* EXERCISE
Copy out every line, starting with the line containing "Give the innermost point of each instance of the recessed" and going on through the last line, and shift each pixel coordinate up by 34 by adding 34 to both numbers of every point. Omit the pictures.
+ + + +
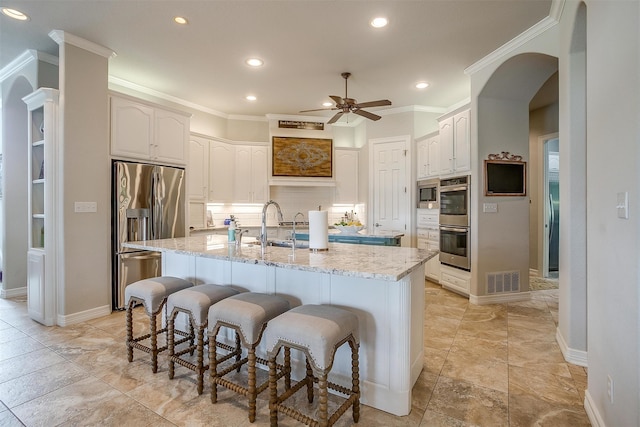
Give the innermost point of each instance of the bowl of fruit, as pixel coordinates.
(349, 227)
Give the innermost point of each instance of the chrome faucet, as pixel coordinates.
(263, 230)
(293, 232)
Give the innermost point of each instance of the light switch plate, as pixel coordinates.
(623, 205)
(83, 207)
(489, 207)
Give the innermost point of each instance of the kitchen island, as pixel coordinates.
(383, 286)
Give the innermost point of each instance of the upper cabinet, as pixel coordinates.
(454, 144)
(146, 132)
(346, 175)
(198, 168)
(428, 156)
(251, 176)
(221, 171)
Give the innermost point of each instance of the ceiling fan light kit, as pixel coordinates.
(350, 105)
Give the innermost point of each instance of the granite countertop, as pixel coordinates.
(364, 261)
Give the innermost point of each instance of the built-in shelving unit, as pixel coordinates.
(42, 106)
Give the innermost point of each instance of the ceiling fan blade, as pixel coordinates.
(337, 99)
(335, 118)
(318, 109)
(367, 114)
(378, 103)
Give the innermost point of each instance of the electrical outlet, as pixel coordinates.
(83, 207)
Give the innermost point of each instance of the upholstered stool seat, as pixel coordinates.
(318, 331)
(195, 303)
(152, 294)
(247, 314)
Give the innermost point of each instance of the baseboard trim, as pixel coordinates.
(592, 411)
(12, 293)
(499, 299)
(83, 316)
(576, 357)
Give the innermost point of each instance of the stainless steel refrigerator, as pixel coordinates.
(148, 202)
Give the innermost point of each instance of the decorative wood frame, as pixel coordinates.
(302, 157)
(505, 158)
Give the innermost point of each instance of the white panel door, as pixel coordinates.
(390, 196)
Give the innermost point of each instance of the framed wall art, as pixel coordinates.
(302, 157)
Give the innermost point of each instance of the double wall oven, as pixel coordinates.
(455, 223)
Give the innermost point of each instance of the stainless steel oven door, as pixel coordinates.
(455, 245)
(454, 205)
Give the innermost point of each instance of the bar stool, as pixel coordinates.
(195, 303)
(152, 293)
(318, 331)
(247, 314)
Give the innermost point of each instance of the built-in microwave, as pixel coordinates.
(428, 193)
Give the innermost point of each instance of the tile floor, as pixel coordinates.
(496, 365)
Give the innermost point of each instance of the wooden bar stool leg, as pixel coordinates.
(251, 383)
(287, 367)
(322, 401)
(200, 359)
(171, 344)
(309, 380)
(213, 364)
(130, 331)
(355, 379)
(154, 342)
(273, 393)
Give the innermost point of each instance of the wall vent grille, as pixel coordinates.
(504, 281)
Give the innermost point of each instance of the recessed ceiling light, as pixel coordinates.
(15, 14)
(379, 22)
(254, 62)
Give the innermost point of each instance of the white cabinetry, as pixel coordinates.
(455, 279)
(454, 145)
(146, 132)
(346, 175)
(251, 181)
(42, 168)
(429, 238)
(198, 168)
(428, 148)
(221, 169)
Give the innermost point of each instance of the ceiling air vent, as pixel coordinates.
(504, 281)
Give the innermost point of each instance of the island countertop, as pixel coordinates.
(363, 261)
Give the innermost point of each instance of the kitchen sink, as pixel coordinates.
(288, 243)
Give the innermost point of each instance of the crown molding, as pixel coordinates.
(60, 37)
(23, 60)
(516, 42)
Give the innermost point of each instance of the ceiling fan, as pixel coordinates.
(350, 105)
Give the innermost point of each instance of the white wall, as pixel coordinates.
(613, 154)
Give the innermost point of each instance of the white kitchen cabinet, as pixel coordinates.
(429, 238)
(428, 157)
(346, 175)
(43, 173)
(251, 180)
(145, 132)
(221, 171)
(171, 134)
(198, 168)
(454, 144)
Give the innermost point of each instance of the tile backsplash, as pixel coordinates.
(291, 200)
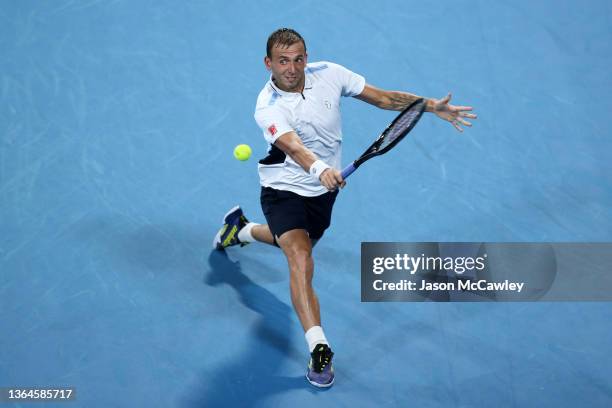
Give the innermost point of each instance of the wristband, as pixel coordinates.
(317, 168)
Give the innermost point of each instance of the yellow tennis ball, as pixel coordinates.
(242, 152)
+ + + +
* TASK RESPONSE
Give the innermost point of each instance of the recessed ceiling light, as pixel coordinates.
(49, 48)
(413, 56)
(288, 96)
Give the innermost point of each instance of the white cabinetry, as pixel coordinates.
(489, 313)
(488, 179)
(180, 166)
(380, 209)
(285, 215)
(76, 202)
(463, 272)
(232, 202)
(462, 182)
(255, 203)
Give the innermost point of each instance of the ceiling air vent, as pixel coordinates.
(538, 315)
Give the innermost point of each instance of the island countertop, as pixel coordinates.
(397, 295)
Give the innermost point of each instance of the kitchen sink, as pixel coordinates.
(322, 277)
Give the innermost point of each instance of the crown molding, as pixel coordinates.
(94, 71)
(57, 94)
(550, 76)
Give the innermost point of each instance of the ceiling fan, as pixel coordinates.
(384, 139)
Give the innermost point of each instance of the white wall, as pixel coordinates.
(647, 188)
Give the innermost point of each instance of the white kitchen cabinet, as pixel coordinates.
(463, 272)
(462, 191)
(380, 209)
(77, 207)
(285, 214)
(179, 166)
(255, 205)
(205, 168)
(232, 202)
(488, 178)
Give the innermost point of each instance of the tile backsplash, as pixel coordinates.
(325, 234)
Give the innermost point of each instance of the wristband, as pixel coordinates.
(351, 202)
Give the innermost point of each instance of the yellow tennis ball, as pixel coordinates.
(276, 186)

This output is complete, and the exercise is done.